(Text section begins)

Dr. Yadav has worked in a number of research labs, where she gained hands-on experience in techniques such as molecular biology, tissue culture, cloning, protein expression in recombinant hosts and protein purification. She is particularly interested in the fields of enzyme biotechnology, enzyme kinetics, and enzyme applications.
After obtaining her PhD degree, Dr. Yadav was hired as a Research Associate by the School of Energy Materials at Mahatma Gandhi University, Kottayam, where she is working on synthesis of polyhydroxybutyrate from a locally available water hyacinth plant. She has written several scholarly papers and has been invited to speak at conferences. She has also coached and encouraged numerous young students to seek professions in biotechnology.

(Text section ends)
(Data for review begins)

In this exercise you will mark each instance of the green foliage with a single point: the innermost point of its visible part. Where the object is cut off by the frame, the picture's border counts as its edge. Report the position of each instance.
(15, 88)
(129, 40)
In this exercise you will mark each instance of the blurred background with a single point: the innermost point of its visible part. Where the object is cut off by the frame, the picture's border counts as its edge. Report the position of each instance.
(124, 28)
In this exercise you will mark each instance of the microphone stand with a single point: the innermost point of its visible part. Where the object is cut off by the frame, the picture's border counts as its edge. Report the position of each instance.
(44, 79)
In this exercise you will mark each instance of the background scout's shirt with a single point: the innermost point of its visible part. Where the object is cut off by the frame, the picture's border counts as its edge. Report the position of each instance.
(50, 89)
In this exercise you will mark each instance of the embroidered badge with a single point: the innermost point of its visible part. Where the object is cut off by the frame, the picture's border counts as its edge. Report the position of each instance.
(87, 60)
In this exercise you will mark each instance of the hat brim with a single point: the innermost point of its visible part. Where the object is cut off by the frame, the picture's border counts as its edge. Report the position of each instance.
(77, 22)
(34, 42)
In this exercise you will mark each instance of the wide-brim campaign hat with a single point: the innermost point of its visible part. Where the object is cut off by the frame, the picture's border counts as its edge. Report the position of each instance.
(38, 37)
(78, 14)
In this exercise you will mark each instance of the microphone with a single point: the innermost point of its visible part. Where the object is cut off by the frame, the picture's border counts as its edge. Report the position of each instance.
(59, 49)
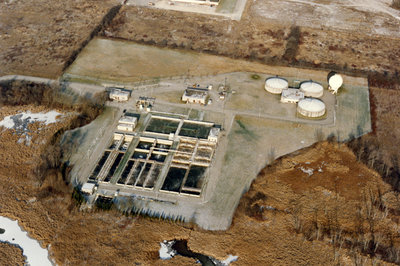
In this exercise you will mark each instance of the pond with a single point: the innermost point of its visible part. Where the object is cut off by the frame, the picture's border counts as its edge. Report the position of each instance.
(11, 232)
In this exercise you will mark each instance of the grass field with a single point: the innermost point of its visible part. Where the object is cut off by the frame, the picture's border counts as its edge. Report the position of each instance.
(105, 60)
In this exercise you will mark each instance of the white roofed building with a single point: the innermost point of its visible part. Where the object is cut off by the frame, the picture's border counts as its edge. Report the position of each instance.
(213, 135)
(127, 123)
(310, 107)
(312, 89)
(88, 188)
(276, 85)
(119, 95)
(291, 95)
(195, 95)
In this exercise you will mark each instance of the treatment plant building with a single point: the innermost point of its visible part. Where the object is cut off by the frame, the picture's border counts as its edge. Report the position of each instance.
(311, 107)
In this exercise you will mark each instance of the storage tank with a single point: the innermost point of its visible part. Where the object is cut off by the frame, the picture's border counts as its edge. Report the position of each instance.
(311, 107)
(275, 85)
(312, 89)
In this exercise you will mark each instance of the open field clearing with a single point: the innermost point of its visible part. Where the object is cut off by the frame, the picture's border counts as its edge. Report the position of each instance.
(358, 36)
(372, 17)
(257, 237)
(38, 37)
(124, 62)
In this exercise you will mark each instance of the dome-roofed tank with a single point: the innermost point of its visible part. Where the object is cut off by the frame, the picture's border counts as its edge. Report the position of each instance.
(275, 85)
(312, 89)
(335, 81)
(311, 107)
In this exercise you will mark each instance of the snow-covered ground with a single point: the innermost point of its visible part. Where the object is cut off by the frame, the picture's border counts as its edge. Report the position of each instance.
(35, 254)
(21, 120)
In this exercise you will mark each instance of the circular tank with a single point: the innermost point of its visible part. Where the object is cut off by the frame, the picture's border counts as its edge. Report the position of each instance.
(311, 107)
(312, 89)
(335, 82)
(275, 85)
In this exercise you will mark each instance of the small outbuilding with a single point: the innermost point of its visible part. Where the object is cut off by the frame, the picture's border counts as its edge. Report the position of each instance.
(88, 188)
(195, 95)
(119, 95)
(213, 135)
(291, 95)
(312, 89)
(276, 85)
(127, 123)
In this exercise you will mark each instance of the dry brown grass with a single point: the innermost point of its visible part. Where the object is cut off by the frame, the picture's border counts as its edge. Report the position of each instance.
(11, 255)
(258, 236)
(38, 37)
(260, 39)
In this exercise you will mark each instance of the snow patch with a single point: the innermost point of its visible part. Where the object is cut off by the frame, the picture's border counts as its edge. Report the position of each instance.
(13, 234)
(20, 121)
(229, 260)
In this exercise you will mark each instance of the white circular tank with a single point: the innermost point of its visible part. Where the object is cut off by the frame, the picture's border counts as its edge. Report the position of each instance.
(335, 82)
(275, 85)
(312, 89)
(311, 107)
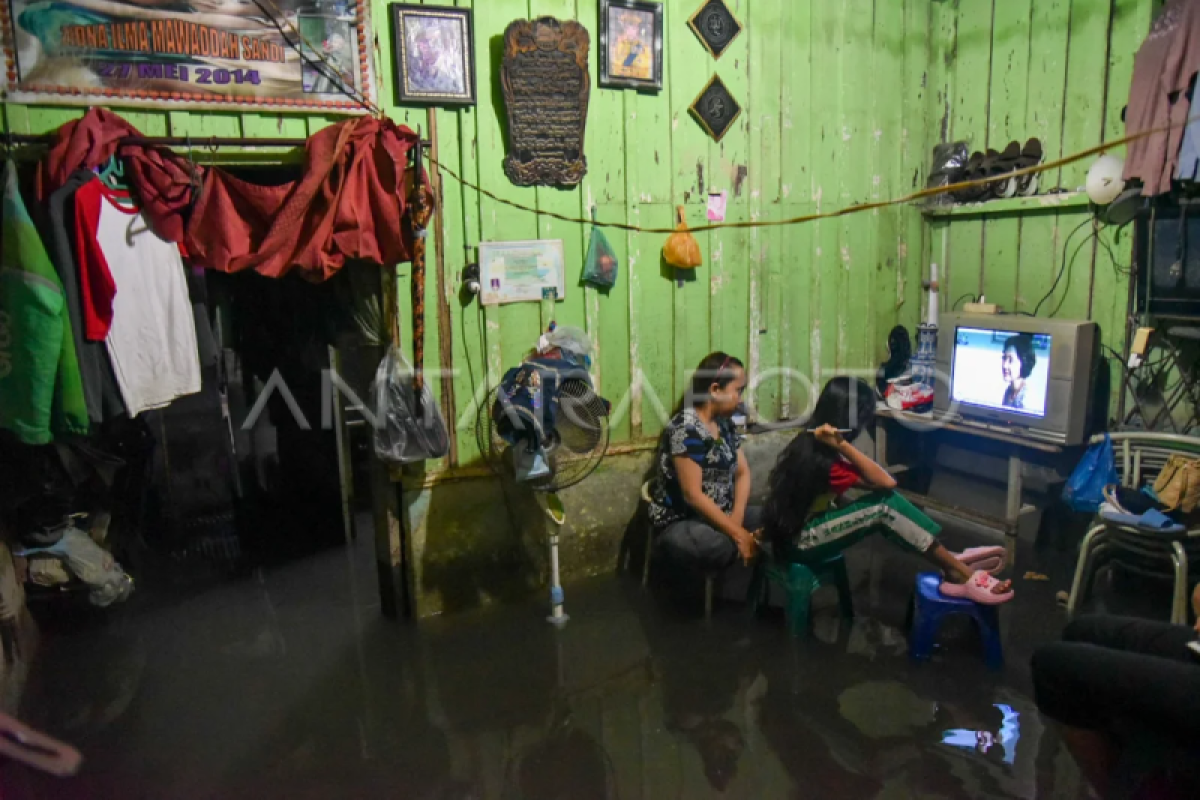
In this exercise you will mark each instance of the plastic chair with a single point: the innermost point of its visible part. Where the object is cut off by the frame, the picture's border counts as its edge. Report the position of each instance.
(709, 578)
(1140, 457)
(929, 607)
(799, 581)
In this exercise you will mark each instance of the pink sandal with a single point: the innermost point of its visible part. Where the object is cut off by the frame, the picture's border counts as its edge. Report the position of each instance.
(978, 589)
(984, 559)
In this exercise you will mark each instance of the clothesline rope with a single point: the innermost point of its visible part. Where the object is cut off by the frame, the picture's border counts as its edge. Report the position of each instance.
(826, 215)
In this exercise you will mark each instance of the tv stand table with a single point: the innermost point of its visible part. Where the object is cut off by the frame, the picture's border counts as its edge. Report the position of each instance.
(929, 423)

(Data for review ends)

## Exercise aim
According to the text about Dr. Yadav, what is she using to synthesize polyhydroxybutyrate? The records are separate material and have no connection to the text about Dr. Yadav.

## Answer section
A locally available water hyacinth plant.